### How to complete this task:
The answer must consist solely of the lines from the start of the records through the line containing "query: quilt with star patches", restated word for word, with no pictures.

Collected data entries
§ §
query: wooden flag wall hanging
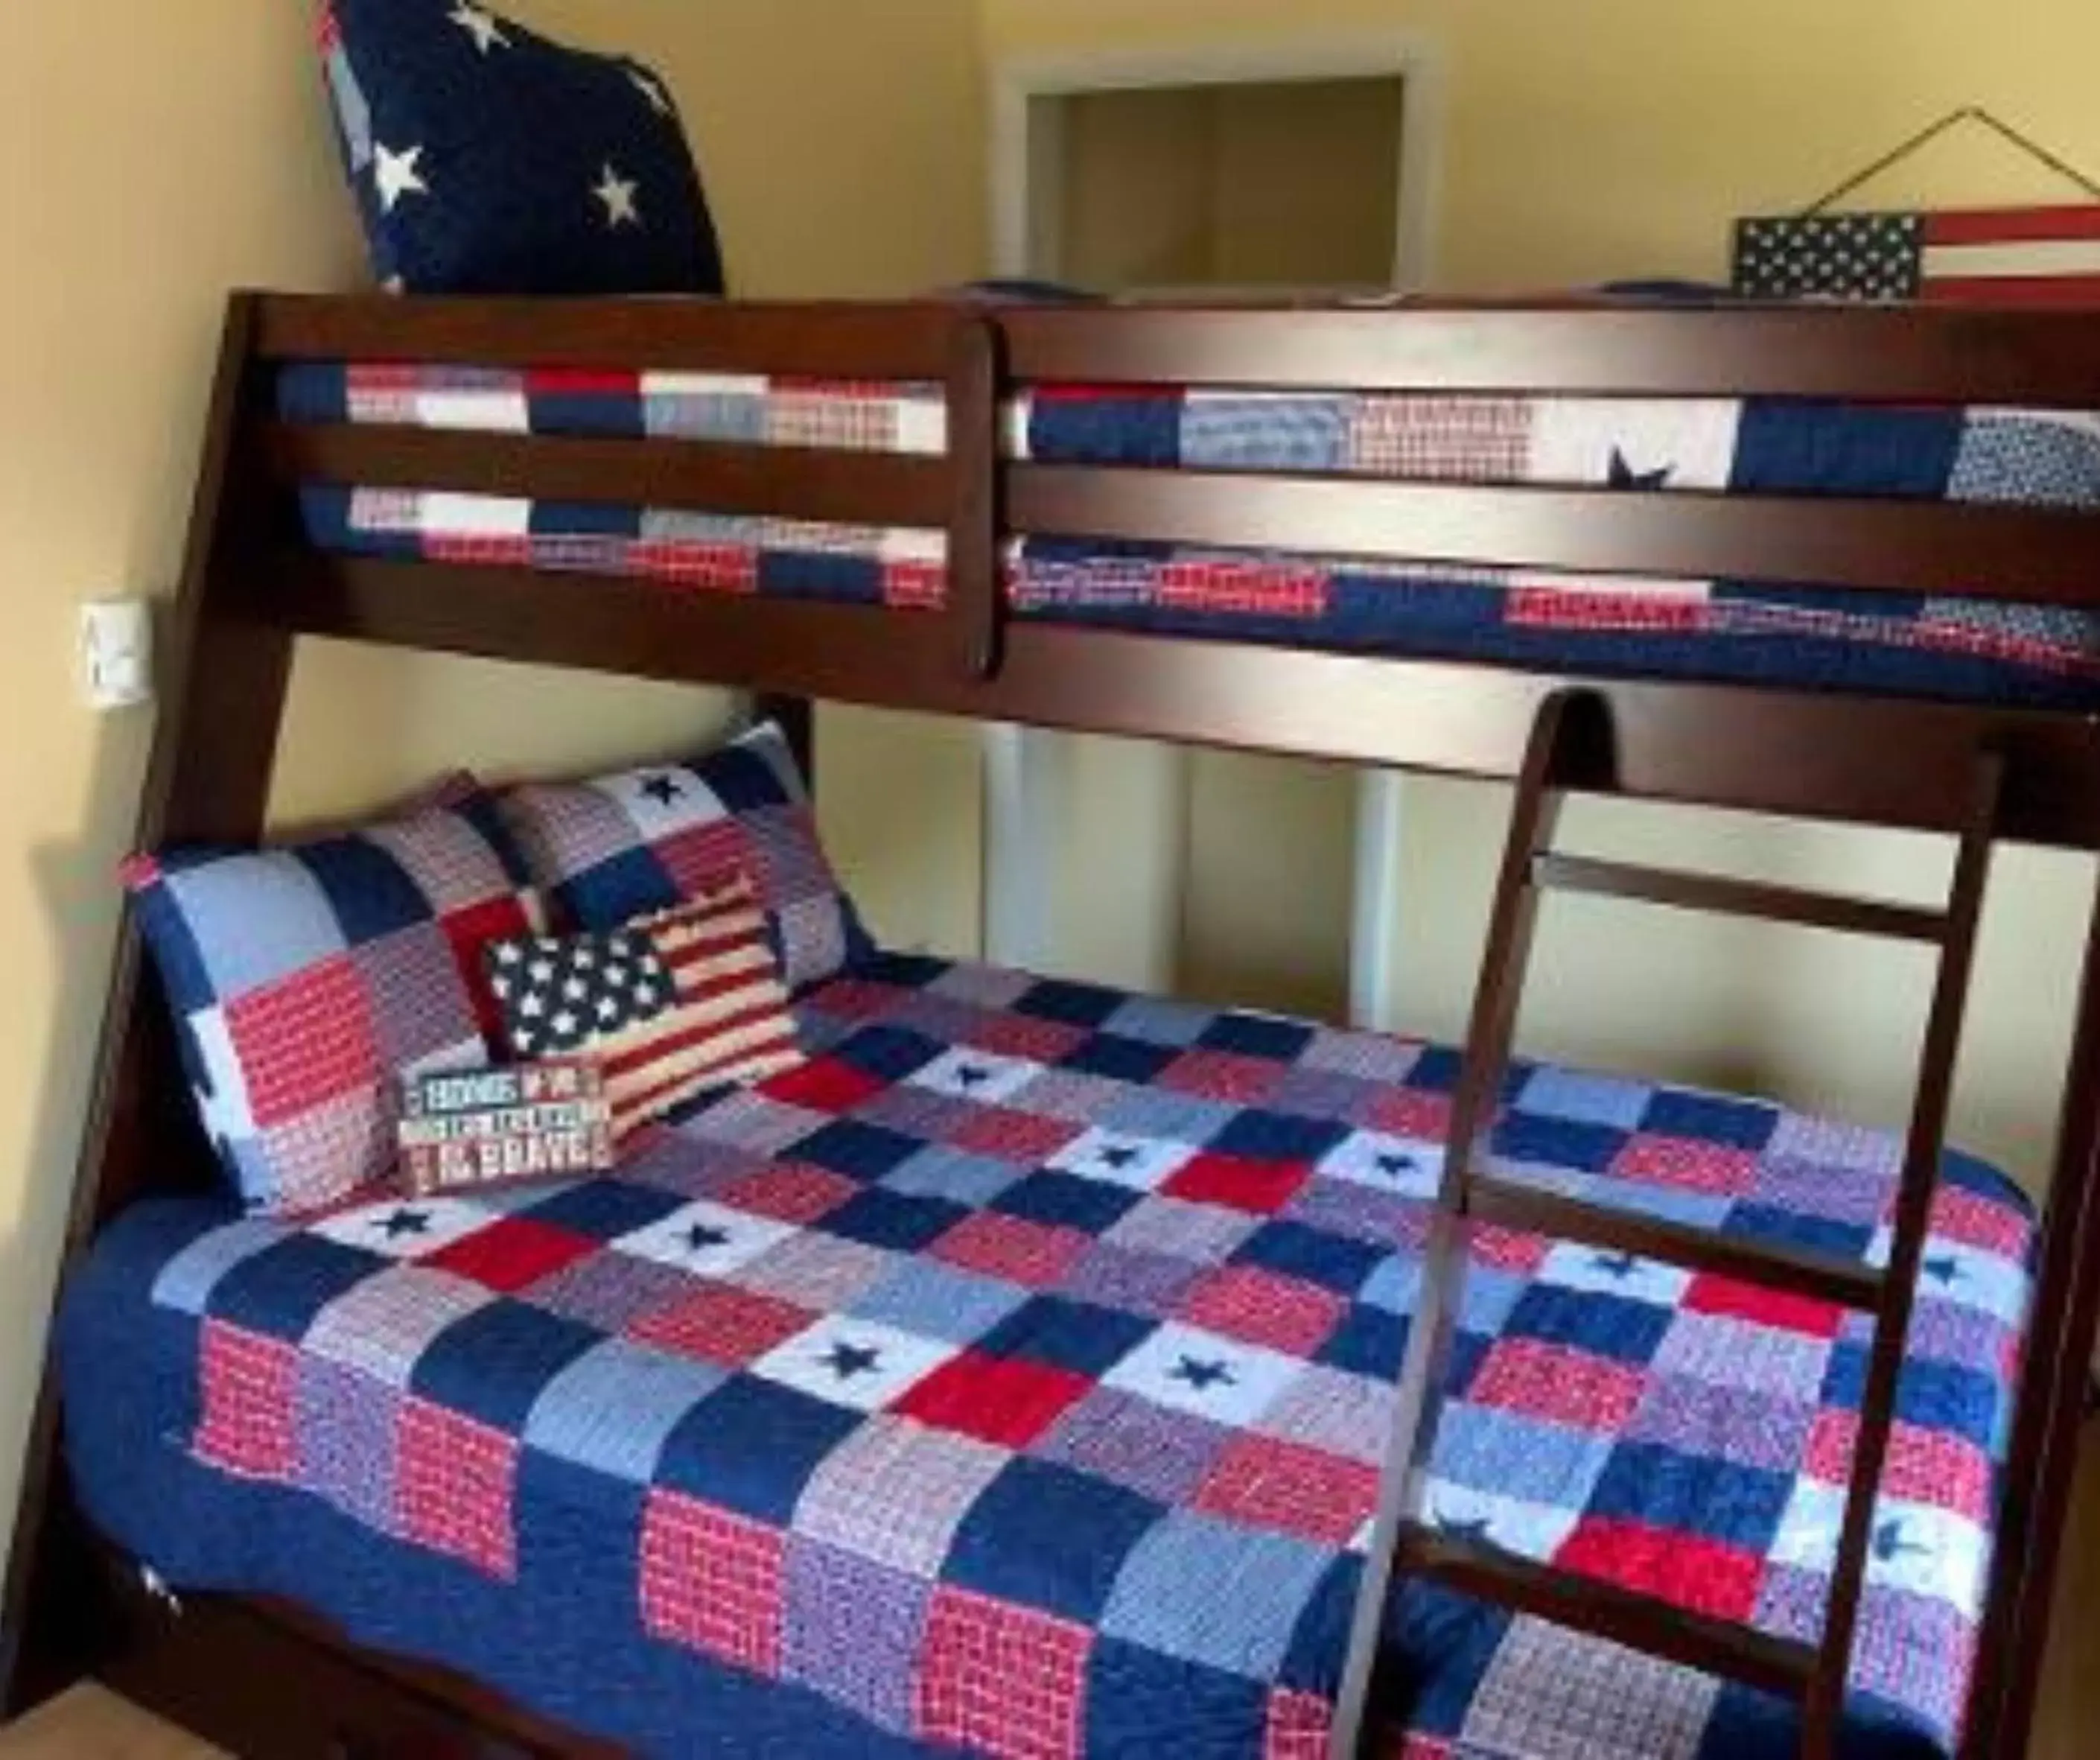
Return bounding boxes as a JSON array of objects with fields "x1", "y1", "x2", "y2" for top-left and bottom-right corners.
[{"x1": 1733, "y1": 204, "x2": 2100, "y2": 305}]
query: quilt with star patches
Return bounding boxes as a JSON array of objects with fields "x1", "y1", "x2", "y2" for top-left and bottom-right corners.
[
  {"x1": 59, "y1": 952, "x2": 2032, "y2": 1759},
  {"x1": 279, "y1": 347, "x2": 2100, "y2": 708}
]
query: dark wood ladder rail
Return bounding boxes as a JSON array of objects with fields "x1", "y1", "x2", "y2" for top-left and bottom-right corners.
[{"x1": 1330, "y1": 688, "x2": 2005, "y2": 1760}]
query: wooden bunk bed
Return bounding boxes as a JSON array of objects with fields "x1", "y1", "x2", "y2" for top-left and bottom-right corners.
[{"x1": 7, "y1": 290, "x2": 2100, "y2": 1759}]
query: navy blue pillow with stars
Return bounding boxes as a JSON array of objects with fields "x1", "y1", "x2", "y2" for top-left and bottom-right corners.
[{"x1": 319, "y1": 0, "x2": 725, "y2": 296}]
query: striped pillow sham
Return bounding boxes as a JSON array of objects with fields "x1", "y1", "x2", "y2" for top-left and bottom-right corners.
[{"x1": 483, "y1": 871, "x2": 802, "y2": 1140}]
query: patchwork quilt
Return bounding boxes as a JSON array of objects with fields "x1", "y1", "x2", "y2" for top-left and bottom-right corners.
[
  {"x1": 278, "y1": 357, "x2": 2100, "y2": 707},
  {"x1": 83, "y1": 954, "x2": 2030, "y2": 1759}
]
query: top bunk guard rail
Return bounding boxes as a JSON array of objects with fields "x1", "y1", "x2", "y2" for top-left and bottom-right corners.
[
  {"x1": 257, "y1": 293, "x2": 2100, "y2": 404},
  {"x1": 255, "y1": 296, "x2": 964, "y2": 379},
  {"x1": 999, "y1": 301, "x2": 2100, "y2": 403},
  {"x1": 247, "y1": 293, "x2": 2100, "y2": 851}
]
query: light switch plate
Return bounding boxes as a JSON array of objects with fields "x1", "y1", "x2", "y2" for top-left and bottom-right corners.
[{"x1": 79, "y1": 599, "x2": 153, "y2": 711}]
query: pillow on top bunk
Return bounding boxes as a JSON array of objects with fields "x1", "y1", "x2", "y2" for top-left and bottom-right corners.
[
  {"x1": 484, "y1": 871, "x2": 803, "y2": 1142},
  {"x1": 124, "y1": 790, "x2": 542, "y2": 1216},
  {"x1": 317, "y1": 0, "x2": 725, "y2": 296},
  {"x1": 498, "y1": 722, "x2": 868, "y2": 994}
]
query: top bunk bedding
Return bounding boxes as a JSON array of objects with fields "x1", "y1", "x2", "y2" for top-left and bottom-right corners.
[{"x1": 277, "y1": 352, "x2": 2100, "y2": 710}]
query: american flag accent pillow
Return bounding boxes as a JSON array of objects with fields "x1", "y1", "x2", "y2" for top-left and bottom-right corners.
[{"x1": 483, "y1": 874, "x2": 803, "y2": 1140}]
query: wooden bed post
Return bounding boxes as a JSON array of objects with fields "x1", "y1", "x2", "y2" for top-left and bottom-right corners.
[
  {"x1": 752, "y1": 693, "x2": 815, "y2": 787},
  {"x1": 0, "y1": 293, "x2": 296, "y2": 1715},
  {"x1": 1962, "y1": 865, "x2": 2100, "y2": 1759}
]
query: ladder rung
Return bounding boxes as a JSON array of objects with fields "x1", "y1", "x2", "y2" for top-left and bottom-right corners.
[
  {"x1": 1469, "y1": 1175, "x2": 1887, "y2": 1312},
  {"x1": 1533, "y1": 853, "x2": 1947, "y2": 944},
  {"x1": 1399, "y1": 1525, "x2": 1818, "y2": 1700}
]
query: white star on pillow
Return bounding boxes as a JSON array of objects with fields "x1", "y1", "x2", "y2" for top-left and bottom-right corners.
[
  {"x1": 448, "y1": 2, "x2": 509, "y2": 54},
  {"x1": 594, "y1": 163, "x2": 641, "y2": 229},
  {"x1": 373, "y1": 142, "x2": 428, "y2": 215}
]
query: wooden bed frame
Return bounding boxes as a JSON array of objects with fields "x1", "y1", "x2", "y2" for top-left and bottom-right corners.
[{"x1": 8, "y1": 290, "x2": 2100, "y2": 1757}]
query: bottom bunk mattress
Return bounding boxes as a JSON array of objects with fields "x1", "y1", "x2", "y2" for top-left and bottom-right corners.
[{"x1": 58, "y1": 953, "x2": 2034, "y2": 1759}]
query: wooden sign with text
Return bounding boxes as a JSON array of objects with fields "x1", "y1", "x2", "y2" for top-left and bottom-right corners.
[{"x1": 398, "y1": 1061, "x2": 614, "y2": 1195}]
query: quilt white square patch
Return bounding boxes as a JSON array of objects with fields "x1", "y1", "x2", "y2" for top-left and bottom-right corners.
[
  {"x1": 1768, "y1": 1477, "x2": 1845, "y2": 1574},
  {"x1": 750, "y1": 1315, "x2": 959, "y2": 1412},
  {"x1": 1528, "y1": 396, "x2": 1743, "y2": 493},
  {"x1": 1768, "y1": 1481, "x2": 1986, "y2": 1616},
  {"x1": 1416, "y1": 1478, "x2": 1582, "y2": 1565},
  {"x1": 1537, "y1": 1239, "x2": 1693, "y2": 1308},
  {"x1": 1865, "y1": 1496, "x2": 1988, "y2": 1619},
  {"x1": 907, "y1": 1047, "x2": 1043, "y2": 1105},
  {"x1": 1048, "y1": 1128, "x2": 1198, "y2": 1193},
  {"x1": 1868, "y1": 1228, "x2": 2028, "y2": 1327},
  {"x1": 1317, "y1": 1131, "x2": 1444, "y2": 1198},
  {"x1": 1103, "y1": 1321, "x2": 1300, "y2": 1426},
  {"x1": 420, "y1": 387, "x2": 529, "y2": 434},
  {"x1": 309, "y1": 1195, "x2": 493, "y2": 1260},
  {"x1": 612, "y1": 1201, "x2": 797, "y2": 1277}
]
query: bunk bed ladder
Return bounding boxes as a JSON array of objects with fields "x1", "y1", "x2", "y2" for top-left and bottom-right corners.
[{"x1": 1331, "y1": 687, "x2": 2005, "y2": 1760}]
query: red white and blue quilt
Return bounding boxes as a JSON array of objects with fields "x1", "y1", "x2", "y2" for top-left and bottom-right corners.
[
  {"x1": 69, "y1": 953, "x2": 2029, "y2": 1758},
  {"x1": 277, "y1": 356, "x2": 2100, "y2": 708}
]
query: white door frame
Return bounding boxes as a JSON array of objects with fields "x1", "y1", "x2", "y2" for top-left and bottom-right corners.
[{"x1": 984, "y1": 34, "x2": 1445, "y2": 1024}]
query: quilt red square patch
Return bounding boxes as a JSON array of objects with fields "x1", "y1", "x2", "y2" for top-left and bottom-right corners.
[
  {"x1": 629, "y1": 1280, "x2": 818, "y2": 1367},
§ §
### Answer space:
query: wooden flag wall hanging
Return bounding boxes as a JSON array of objects with fields "x1", "y1", "x2", "y2" for top-left and bottom-right corners.
[{"x1": 1733, "y1": 204, "x2": 2100, "y2": 305}]
query: quilt with star patches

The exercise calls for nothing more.